You will still have to enforce the max change of 10 degrees rule, perhaps that should just make the cost function enormous if it is violated? Perhaps there is a cleaner way to specify sequence constraints in optimization algorithms (I don't know how).
I feel like if you can find the right optimization with the right parameters this should be able to simulate your problem.
You don't give us a lot of detail to work with, so I'll assume the following:
random numbers are to be drawn from [-127+theta +127-theta]
all random numbers will be drawn from a uniform distribution
all random numbers will be of type int8
Then, for the first 3 requirements, you can use this:
N = 1e4;
theta = 40;
diffVal = 10;
g = #() randi([intmin('int8')+theta intmax('int8')-theta], 'int8') + theta;
V = [g(); zeros(N-1,1, 'int8')];
for ii = 2:N
V(ii) = g();
while abs(V(ii)-V(ii-1)) >= diffVal
V(ii) = g();
end
end
inline the anonymous function for more speed.
Now, the last requirement,
D == sum(L*cos(V-theta))
is a bit of a strange one...cos(V-theta) is a specific way to re-scale the data to the [-1 +1] interval, which the multiplication with L will then scale to [-L +L]. On first sight, you'd expect the sum to average out to 0.
However, the expected value of cos(x) when x is a random variable from a uniform distribution in [0 2*pi] is 2/pi (see here for example). Ignoring for the moment the fact that our limits are different from [0 2*pi], the expected value of sum(L*cos(V-theta)) would simply reduce to the constant value of 2*N*L/pi.
How you can force this to equal some other constant D is beyond me...can you perhaps elaborate on that a bit more?

Job 1: In the stretch of rows from the one containing "mat in the photo above." through the end of the rows, update every "white" to "ivory" and give those rows back with nothing else altered.
The rows that follow are unrelated to the post above.

Point labeling rows:
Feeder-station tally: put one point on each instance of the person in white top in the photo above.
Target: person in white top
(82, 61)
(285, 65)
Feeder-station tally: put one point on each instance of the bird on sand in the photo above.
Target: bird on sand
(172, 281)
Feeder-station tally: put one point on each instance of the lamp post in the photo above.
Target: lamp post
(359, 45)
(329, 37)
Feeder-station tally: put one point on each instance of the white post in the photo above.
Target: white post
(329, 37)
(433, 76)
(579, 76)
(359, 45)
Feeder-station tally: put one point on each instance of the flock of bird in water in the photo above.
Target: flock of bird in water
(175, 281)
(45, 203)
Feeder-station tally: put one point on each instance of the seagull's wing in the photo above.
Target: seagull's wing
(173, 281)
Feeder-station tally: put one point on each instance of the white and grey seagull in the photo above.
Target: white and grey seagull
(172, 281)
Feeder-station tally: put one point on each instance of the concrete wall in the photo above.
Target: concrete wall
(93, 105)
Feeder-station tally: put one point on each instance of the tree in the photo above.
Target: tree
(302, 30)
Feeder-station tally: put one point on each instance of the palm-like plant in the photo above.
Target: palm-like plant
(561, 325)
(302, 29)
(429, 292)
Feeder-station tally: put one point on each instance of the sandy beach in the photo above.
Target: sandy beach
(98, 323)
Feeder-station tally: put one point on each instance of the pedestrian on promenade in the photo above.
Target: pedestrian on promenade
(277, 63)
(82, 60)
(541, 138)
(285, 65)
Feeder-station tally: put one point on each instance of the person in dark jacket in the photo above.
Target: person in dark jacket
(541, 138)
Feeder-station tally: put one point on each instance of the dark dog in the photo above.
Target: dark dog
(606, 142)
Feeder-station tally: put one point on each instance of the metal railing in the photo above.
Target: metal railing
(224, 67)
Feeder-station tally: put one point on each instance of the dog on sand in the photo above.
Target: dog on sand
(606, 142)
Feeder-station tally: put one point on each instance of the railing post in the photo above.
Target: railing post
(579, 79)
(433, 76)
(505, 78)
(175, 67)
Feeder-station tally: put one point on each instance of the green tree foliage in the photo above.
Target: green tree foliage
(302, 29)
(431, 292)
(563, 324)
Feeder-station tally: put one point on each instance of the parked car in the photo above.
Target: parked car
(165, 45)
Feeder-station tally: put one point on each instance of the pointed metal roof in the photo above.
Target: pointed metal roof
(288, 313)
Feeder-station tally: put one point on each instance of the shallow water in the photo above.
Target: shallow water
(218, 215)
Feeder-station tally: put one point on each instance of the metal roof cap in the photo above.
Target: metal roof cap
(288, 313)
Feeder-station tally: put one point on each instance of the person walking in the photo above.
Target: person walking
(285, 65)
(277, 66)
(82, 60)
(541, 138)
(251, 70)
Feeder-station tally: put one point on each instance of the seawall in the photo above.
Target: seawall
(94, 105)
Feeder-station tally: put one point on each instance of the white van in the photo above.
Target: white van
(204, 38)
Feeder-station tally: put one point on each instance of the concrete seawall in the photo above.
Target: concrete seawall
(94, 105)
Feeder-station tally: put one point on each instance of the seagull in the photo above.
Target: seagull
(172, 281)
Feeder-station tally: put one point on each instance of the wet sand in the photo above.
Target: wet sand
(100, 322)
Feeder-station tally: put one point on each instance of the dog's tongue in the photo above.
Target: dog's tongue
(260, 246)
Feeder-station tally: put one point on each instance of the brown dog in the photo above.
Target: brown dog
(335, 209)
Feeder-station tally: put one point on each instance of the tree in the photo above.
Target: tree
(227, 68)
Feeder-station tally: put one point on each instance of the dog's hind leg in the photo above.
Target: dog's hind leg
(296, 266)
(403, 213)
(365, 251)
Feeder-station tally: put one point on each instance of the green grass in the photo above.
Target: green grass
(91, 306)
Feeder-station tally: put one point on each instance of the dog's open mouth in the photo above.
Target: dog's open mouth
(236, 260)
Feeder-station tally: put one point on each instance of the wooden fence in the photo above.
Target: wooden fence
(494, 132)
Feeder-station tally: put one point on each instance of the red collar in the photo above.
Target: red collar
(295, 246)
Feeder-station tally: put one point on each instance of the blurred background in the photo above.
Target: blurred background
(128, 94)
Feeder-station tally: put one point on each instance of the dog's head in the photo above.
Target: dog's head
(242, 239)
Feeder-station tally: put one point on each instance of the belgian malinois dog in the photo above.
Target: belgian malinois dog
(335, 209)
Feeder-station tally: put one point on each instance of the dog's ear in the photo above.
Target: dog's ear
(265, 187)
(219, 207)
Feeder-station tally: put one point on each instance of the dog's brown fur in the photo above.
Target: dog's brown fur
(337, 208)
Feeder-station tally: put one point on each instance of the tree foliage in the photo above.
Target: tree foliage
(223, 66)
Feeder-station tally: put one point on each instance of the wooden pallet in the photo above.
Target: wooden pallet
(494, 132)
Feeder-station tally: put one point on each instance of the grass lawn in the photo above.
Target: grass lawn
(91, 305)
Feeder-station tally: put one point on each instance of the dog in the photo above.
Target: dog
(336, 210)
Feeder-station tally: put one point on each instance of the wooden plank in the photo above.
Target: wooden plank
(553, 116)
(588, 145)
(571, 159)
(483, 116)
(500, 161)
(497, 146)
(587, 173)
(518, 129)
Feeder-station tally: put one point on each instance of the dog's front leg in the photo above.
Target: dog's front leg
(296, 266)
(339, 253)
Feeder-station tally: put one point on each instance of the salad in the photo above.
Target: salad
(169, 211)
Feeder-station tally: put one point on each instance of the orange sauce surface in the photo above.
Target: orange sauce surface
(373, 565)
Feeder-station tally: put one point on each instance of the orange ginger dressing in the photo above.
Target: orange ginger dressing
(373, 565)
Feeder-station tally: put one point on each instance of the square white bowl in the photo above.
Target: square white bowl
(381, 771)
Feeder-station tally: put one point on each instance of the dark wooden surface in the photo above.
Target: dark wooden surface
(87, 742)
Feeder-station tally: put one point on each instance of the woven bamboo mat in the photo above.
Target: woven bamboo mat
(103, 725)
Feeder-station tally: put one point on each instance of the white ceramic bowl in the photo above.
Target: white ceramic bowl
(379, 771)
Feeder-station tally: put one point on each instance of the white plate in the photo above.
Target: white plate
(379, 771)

Job 2: Retype the post on drawing constrained random numbers in full, with no changes.

Exercise result 1:
Feeder-station tally: put one point on each instance of the woven bamboo mat in the photo above.
Target: woven bamboo mat
(103, 725)
Feeder-station tally: put one point on each instance of the ivory ceramic bowl in the photo above.
Target: ivory ceramic bowl
(379, 771)
Feeder-station tally: put one point on each instance of the ivory plate in the photo above.
Target: ivory plate
(379, 771)

Exercise result 2:
You will still have to enforce the max change of 10 degrees rule, perhaps that should just make the cost function enormous if it is violated? Perhaps there is a cleaner way to specify sequence constraints in optimization algorithms (I don't know how).
I feel like if you can find the right optimization with the right parameters this should be able to simulate your problem.
You don't give us a lot of detail to work with, so I'll assume the following:
random numbers are to be drawn from [-127+theta +127-theta]
all random numbers will be drawn from a uniform distribution
all random numbers will be of type int8
Then, for the first 3 requirements, you can use this:
N = 1e4;
theta = 40;
diffVal = 10;
g = #() randi([intmin('int8')+theta intmax('int8')-theta], 'int8') + theta;
V = [g(); zeros(N-1,1, 'int8')];
for ii = 2:N
V(ii) = g();
while abs(V(ii)-V(ii-1)) >= diffVal
V(ii) = g();
end
end
inline the anonymous function for more speed.
Now, the last requirement,
D == sum(L*cos(V-theta))
is a bit of a strange one...cos(V-theta) is a specific way to re-scale the data to the [-1 +1] interval, which the multiplication with L will then scale to [-L +L]. On first sight, you'd expect the sum to average out to 0.
However, the expected value of cos(x) when x is a random variable from a uniform distribution in [0 2*pi] is 2/pi (see here for example). Ignoring for the moment the fact that our limits are different from [0 2*pi], the expected value of sum(L*cos(V-theta)) would simply reduce to the constant value of 2*N*L/pi.
How you can force this to equal some other constant D is beyond me...can you perhaps elaborate on that a bit more?